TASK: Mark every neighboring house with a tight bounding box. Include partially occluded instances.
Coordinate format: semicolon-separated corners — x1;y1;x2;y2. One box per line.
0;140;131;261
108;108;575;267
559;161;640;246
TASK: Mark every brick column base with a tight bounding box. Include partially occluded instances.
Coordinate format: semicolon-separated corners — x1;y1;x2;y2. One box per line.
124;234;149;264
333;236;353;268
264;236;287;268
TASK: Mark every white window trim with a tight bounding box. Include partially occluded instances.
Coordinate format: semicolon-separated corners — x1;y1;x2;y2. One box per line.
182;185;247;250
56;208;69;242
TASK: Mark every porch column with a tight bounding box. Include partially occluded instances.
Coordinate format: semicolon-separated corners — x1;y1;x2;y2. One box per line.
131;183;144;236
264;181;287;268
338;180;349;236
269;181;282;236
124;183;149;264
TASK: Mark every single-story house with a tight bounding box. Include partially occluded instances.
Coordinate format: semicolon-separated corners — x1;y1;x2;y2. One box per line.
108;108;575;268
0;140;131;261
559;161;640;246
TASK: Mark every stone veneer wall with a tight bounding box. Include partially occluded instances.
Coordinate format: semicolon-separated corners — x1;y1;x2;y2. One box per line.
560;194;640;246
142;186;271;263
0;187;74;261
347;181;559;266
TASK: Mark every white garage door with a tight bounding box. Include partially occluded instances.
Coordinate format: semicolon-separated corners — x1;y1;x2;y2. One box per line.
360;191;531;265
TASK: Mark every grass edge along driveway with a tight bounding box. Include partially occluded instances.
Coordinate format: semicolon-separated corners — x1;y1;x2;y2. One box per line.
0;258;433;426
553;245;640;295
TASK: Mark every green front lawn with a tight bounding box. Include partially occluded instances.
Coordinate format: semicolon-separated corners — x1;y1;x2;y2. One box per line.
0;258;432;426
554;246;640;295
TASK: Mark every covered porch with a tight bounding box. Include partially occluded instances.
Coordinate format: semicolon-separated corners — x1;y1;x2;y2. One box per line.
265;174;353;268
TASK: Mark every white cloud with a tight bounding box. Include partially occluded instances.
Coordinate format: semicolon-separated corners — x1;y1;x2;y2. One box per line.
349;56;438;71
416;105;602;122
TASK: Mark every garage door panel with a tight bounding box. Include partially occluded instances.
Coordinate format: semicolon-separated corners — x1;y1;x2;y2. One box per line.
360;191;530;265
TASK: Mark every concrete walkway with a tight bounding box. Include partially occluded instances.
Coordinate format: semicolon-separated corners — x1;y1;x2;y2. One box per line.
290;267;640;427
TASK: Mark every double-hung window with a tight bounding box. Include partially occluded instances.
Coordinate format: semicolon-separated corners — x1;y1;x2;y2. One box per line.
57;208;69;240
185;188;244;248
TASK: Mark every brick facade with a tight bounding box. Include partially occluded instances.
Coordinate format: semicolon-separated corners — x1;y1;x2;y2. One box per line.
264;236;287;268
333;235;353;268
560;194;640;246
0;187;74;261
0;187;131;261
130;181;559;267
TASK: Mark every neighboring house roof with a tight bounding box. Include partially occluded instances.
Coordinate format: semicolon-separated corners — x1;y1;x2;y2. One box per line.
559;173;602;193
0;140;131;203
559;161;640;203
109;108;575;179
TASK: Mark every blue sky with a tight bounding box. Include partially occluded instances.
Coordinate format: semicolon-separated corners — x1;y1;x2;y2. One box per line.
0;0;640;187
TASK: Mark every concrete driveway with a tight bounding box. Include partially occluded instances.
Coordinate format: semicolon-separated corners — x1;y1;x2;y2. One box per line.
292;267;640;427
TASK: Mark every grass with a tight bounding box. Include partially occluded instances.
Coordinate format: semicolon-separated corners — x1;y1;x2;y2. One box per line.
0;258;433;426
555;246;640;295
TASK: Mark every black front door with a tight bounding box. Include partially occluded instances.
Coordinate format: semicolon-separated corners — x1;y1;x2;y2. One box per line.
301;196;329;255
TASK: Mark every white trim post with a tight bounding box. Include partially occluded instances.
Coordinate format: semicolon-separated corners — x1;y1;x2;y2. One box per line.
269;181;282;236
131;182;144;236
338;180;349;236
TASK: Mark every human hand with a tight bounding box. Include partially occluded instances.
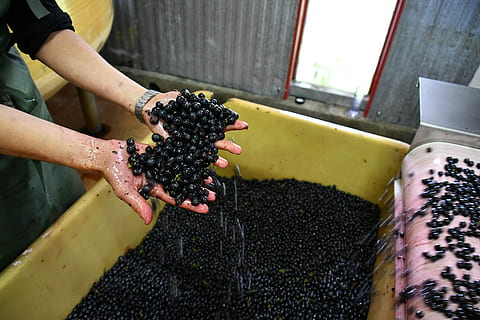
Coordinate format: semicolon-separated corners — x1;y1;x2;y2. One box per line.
98;140;215;224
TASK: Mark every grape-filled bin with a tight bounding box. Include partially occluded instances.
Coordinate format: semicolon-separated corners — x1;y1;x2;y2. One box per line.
0;99;409;320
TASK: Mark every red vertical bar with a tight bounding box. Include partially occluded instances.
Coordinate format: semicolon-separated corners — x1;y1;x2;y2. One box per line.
283;0;308;99
363;0;405;117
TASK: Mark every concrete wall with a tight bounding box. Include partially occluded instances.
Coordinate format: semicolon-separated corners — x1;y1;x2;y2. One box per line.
103;0;298;96
102;0;480;128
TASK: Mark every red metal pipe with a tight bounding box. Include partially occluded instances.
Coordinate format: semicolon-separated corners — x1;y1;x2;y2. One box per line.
363;0;405;117
283;0;308;99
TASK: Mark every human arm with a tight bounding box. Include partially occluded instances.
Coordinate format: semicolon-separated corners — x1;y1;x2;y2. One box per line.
0;105;215;224
36;30;248;160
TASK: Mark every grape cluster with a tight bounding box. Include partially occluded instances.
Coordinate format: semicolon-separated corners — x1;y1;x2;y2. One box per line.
67;177;379;320
126;89;238;206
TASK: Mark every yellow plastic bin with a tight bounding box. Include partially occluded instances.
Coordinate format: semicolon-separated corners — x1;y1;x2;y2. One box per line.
0;99;409;320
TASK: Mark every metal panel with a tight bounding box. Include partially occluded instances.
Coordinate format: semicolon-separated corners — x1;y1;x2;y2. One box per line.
102;0;298;97
369;0;480;128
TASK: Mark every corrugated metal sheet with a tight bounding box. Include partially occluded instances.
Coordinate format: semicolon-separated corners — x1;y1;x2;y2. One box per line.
369;0;480;127
102;0;298;97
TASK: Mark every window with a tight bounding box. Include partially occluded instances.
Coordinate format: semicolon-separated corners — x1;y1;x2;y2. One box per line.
292;0;396;96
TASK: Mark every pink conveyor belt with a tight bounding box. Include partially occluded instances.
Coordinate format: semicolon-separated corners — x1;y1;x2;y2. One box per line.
395;142;480;320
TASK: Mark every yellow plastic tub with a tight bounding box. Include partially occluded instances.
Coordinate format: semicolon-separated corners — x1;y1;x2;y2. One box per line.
0;99;409;320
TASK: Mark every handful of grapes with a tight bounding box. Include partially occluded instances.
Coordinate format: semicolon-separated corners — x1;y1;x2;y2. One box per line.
126;89;238;206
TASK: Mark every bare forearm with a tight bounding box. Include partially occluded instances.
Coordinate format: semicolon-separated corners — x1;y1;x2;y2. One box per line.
0;105;105;171
37;30;146;112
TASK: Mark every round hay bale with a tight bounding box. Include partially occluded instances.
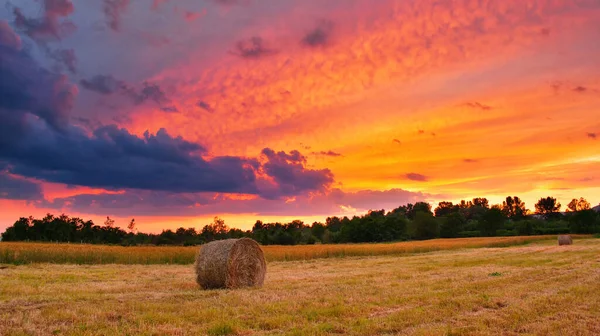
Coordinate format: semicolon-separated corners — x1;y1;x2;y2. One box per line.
558;235;573;245
195;238;267;289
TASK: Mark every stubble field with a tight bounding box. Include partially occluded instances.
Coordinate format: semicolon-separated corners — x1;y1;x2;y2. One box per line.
0;238;600;335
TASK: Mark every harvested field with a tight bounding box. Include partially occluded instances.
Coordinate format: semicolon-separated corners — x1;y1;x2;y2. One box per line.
0;239;600;335
0;236;577;265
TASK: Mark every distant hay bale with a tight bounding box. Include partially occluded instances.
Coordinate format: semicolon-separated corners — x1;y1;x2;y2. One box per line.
558;235;573;245
195;238;267;289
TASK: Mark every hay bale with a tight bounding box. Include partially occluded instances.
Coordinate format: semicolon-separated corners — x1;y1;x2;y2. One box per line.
558;235;573;245
195;238;267;289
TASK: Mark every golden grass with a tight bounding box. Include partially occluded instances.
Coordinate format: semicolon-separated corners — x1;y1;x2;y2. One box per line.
0;238;600;336
0;236;568;265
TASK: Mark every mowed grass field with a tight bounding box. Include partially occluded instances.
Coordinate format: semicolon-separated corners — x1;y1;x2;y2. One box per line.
0;236;556;265
0;238;600;335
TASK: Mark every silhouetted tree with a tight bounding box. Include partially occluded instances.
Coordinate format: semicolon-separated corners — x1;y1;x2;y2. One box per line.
535;196;561;219
479;206;506;236
567;197;591;212
411;211;440;239
104;216;115;228
436;212;466;238
502;196;529;220
435;202;459;217
127;218;135;232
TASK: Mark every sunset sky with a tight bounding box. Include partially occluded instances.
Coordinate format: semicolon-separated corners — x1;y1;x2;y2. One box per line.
0;0;600;232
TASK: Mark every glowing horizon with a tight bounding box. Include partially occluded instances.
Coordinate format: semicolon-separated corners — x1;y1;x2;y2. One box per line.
0;0;600;232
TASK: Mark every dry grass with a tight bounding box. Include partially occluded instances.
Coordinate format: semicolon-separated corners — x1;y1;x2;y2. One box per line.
0;236;568;265
0;238;600;335
194;238;267;289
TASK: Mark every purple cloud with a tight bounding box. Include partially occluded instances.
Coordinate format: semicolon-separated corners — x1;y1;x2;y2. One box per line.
103;0;129;31
232;36;276;59
0;171;43;201
13;0;76;42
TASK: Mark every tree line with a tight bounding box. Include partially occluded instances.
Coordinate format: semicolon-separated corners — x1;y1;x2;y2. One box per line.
1;196;600;246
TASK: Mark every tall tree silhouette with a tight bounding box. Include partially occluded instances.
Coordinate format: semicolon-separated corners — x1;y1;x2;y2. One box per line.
502;196;529;219
567;197;592;212
535;196;561;218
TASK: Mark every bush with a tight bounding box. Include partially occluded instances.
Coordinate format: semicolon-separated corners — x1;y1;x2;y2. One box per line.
410;211;440;239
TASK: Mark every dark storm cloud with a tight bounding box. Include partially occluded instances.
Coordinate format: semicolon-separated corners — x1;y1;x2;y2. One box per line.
79;75;179;113
0;171;43;201
0;26;77;136
232;36;276;59
103;0;129;31
301;20;333;47
79;75;126;95
132;82;171;106
262;148;333;198
0;26;333;198
405;173;428;182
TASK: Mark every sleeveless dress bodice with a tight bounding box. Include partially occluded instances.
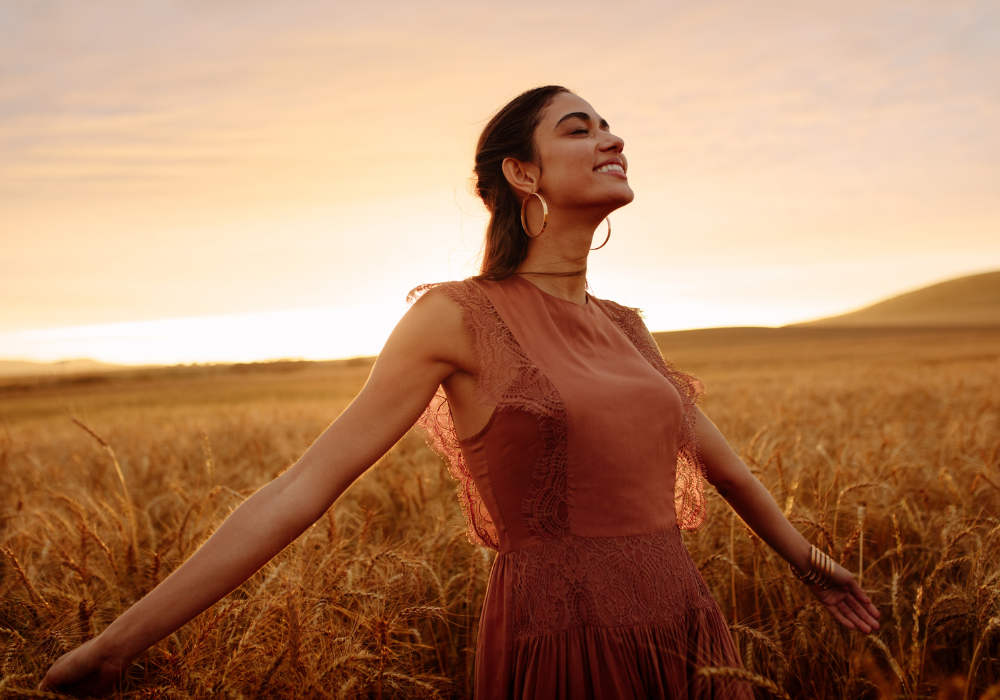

* * * * * * * * *

- _Task details_: Copy out these lines word for word, beginning with the line that contains "TASK: Mark every brick column" and ending after the line that contains "56;208;69;242".

- _Exercise solution_:
TASK: Mark every brick column base with a tight bounding box. Include partially occluded instances.
Coordinate format: semicolon-separated corners — x1;y1;x2;y2. One box per line.
124;234;149;264
333;236;353;268
264;236;287;268
TASK: Mark every white window trim with a tight bounding box. Include partially occluded instances.
Coordinate format: semicolon-separated corners — x1;y1;x2;y2. One box per line.
182;185;247;250
56;208;69;242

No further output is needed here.